### YOUR ASSIGNMENT
Count the lines in the data below where the string "face" occurs, please, and give the number alone.

### EXTRACTED DATA

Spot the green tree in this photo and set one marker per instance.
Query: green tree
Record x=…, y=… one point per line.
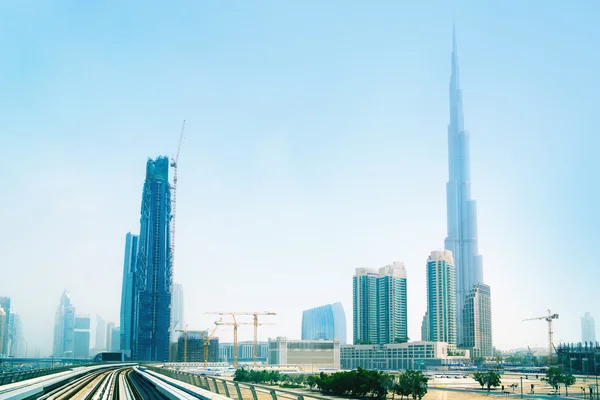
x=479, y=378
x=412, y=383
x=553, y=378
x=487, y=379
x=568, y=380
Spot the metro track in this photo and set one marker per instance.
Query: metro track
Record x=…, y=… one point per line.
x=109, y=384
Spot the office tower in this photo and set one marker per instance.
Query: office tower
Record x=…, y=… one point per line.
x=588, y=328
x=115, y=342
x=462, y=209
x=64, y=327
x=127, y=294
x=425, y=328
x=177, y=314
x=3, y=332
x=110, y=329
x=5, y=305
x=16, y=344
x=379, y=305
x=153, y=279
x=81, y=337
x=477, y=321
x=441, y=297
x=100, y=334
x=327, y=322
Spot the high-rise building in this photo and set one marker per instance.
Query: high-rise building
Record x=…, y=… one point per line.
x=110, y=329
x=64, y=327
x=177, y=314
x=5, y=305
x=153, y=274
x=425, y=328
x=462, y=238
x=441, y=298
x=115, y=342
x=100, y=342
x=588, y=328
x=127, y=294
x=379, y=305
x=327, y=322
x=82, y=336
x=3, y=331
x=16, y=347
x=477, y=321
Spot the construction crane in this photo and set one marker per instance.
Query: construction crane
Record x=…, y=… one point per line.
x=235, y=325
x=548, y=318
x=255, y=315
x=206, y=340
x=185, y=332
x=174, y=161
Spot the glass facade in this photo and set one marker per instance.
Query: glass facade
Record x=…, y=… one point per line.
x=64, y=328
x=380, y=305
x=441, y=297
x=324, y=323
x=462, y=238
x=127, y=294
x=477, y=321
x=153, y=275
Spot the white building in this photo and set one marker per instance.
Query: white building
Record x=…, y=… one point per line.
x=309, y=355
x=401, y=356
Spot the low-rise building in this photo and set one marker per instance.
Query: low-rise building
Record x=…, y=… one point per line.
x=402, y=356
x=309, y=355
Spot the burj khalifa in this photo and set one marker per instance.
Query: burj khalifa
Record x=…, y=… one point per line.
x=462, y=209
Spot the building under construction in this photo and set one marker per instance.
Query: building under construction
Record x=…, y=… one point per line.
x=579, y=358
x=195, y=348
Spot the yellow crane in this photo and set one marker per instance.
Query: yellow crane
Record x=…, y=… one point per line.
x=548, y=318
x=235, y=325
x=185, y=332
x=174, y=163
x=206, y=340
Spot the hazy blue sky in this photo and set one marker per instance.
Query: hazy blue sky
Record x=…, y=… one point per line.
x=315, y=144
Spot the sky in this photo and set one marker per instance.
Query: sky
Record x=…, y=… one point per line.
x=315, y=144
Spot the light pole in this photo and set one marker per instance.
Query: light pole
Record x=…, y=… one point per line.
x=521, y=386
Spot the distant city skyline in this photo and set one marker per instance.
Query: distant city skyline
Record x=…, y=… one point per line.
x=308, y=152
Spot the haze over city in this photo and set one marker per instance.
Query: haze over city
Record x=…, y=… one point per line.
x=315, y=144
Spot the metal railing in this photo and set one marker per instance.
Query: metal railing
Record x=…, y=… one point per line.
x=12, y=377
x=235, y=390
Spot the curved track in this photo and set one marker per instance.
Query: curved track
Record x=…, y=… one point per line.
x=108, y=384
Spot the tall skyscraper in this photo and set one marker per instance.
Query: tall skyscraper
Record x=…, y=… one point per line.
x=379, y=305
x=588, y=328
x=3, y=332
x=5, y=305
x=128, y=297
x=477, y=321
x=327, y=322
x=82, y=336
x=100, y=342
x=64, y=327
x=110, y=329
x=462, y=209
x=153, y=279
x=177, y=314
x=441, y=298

--

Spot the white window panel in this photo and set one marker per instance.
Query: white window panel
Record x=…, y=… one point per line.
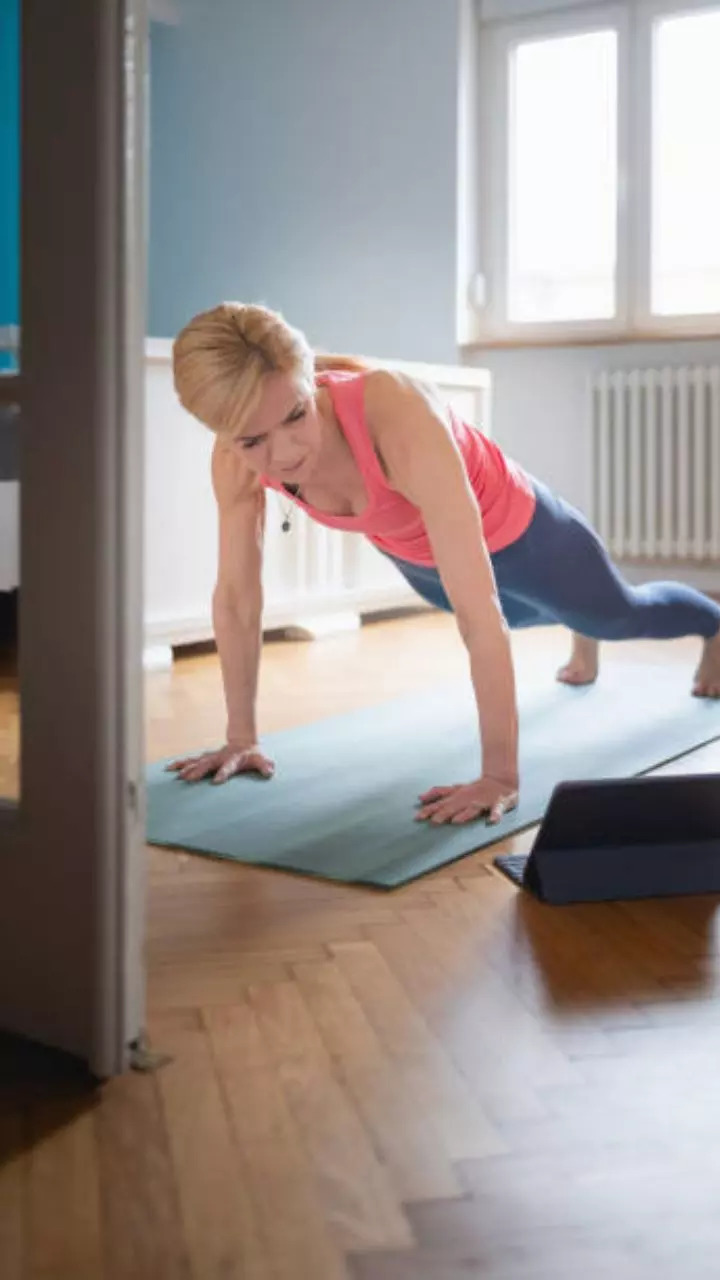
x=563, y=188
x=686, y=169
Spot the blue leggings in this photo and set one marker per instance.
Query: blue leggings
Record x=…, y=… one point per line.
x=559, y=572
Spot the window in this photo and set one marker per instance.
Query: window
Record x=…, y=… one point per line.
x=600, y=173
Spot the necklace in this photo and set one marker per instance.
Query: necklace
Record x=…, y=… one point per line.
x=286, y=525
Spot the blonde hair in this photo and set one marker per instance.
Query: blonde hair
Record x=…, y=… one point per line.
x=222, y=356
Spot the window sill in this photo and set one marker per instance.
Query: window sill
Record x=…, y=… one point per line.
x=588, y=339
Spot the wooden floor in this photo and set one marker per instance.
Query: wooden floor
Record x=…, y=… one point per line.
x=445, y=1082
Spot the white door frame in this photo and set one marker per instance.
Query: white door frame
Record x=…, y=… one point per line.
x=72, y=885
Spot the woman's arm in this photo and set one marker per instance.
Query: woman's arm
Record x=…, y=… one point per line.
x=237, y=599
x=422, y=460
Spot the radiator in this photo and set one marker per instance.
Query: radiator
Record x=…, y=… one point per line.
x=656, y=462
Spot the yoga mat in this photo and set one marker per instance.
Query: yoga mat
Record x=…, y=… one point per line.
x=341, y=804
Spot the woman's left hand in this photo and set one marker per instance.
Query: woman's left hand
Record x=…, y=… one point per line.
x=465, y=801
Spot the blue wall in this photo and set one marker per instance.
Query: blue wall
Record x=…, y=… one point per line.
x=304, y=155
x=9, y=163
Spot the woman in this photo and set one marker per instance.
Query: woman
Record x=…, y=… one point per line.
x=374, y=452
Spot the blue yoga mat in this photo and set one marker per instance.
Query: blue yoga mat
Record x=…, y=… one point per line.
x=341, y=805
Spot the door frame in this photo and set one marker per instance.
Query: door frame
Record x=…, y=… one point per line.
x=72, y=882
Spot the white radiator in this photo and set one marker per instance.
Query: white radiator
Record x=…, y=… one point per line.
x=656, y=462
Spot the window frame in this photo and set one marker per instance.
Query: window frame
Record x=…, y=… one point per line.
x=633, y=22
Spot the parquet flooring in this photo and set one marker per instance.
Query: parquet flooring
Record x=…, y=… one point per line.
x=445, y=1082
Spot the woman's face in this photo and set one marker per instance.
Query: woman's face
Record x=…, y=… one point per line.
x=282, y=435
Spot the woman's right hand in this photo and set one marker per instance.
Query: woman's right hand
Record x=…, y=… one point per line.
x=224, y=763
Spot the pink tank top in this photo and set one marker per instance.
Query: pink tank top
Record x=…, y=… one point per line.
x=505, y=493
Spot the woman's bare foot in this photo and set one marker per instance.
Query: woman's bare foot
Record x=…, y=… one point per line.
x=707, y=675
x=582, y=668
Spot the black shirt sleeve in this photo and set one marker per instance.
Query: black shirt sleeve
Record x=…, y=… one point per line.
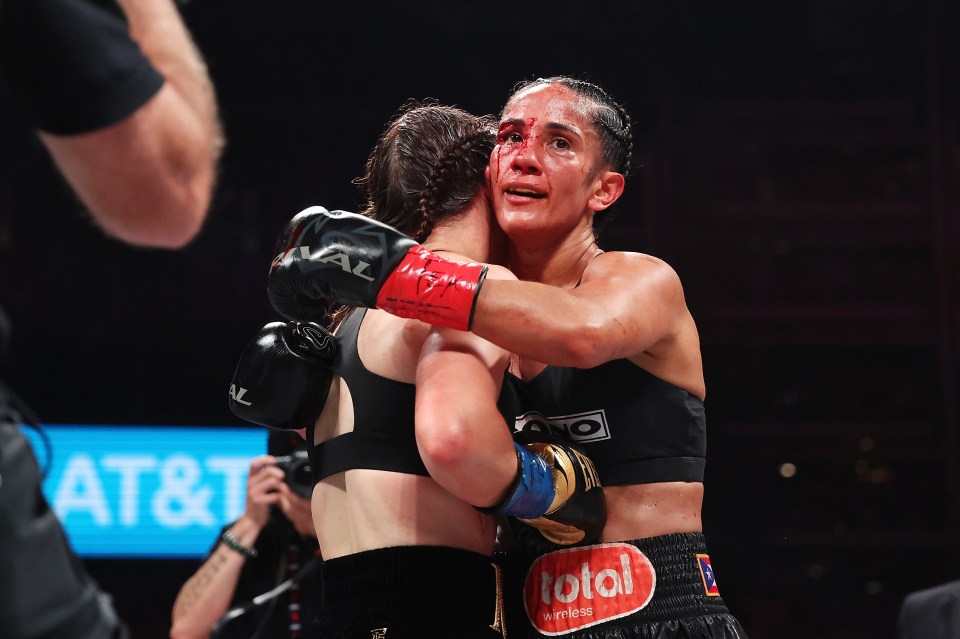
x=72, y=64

### FINAL ANSWER
2